Dataset items:
========

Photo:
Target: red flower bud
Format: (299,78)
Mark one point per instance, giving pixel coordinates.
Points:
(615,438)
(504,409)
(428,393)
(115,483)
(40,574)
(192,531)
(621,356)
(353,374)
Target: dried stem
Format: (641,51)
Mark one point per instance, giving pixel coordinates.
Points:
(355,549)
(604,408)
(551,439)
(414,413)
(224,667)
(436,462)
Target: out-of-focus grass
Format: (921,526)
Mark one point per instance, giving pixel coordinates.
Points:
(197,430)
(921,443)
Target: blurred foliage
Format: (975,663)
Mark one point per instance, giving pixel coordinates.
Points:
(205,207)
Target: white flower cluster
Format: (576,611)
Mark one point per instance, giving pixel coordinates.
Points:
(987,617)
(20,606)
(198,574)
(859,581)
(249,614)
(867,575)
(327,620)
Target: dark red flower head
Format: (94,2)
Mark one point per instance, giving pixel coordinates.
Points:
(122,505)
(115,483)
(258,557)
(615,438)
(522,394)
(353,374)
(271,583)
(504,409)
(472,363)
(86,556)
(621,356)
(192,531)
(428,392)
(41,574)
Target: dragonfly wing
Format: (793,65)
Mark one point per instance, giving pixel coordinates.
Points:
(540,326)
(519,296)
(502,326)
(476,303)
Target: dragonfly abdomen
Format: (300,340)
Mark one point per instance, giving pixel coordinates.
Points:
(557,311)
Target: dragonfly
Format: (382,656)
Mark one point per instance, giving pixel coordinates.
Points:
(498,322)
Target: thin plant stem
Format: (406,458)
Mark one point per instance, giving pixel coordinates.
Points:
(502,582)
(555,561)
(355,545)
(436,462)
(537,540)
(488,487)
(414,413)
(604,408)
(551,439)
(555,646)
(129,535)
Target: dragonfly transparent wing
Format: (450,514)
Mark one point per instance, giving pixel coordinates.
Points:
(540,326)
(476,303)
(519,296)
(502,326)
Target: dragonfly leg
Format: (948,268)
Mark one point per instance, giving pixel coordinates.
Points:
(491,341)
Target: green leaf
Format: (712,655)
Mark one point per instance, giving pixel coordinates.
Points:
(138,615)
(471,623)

========

### STATED PROBLEM
Turn the lines above, from the one containing "Target: thin plant stem" through the last line, into a numbered list, skipping any blank lines.

### COMPLETED TASK
1. Target: thin plant stem
2. Format: (406,458)
3. Mark one point per instance, giving pixel coordinates.
4. Points:
5. (502,582)
6. (555,561)
7. (355,545)
8. (436,462)
9. (537,540)
10. (488,487)
11. (414,413)
12. (604,408)
13. (551,439)
14. (555,646)
15. (129,535)
16. Target: dragonfly transparent wing
17. Format: (450,514)
18. Mark one point per instance, giving pixel coordinates.
19. Points:
20. (540,326)
21. (476,303)
22. (519,296)
23. (502,326)
24. Target: dragonfly leg
25. Format: (948,268)
26. Mark one point per instance, giving pixel coordinates.
27. Points:
28. (491,341)
29. Target: green leaf
30. Format: (712,655)
31. Mark one point per instance, giving pixel coordinates.
32. Points:
33. (138,615)
34. (471,623)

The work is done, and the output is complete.